─── Material supplied

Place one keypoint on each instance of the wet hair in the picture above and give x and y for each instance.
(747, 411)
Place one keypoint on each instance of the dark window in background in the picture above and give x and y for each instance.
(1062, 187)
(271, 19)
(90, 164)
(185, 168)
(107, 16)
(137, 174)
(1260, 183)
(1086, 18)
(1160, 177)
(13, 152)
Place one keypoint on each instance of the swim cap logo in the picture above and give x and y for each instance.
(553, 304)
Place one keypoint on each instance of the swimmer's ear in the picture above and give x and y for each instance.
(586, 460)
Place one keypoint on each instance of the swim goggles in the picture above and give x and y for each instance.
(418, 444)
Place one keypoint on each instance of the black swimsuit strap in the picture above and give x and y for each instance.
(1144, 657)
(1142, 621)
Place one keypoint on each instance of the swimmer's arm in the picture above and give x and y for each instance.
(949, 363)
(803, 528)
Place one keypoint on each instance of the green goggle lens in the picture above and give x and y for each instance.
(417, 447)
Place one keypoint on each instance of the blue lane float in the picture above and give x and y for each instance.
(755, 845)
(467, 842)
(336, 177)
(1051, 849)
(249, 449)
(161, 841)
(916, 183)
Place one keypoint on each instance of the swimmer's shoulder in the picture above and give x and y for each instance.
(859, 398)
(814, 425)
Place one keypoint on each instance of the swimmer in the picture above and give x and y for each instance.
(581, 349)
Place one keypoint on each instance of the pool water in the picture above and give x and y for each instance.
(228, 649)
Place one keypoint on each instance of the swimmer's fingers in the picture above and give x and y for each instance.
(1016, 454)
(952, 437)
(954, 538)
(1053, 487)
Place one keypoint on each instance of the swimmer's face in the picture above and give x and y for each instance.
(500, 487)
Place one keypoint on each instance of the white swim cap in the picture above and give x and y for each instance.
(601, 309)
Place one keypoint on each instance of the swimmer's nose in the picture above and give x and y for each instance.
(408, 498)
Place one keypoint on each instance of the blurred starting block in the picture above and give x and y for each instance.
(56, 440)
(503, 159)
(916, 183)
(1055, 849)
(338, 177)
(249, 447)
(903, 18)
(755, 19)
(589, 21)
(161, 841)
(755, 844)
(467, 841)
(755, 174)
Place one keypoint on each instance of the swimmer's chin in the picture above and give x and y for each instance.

──────

Retype the records above in full, exactly.

## Written response
Place one keypoint on each instance of the wet hair in the picture above and give x and y for each instance.
(747, 411)
Place one keypoint on each instance of the dark window in background in the picture above and give x and y for each instance.
(1062, 187)
(271, 19)
(90, 164)
(185, 168)
(107, 16)
(137, 174)
(1260, 183)
(1086, 18)
(1160, 177)
(13, 152)
Place one keypoint on each instance of the swim cap logo in the picture above and give x and y for each instance.
(553, 304)
Place one keypoint on each instance of the swimmer's ear in the picture above and give x and y for each instance.
(586, 460)
Place one keypoint on each instance of the swim goggles in the picture above and give x and y for each instance.
(418, 444)
Place one keypoint on each instance of the black swimsuit strap in the picture above and give x and y for each instance.
(1144, 657)
(1142, 621)
Place one keypoint on each instance of the swimmer's arm in the picture above and give x and y for each instance.
(949, 363)
(803, 528)
Place one keypoint on each instance of the green goggle lens in the picture above and give x and y for each instance.
(417, 447)
Place one keypoint on each instance of the blue lane float in the picture above and give x and y for each instance.
(755, 845)
(467, 842)
(336, 177)
(1051, 849)
(249, 449)
(161, 841)
(916, 183)
Place one keypoint on each instance of the swimmer's shoulder in the picture above and give x and y for each instance.
(859, 398)
(814, 425)
Place one keypoint on each instance of the swimmer in the picture above and give x and y for each instance.
(581, 349)
Place one keypoint on each instance of the pool water in the picture above and give x and y for each instance.
(228, 649)
Place one keypoint on each instance of the swimmer's fingers in the picture above and give x and y for each instance.
(1016, 454)
(952, 437)
(954, 538)
(1053, 487)
Place one keypoint on each instance of the swimmer's face in the picture above and give x and y for each instance.
(500, 487)
Place one keypoint on each instance of the white swim cap in the picture above and give x and y for each instance.
(601, 309)
Place one keypoint on each instance of the swimmer's nose in the picture above and give x and y for each instance.
(408, 498)
Place one keypoint on each instance of the blurred starting block in the picture above and give x and y for each instance.
(56, 440)
(503, 159)
(916, 183)
(1055, 849)
(338, 177)
(249, 447)
(903, 18)
(755, 19)
(589, 21)
(161, 841)
(755, 844)
(467, 841)
(755, 174)
Place one keypoint on each instance of the swimmer's chin in the picture above and give x and y for each instance.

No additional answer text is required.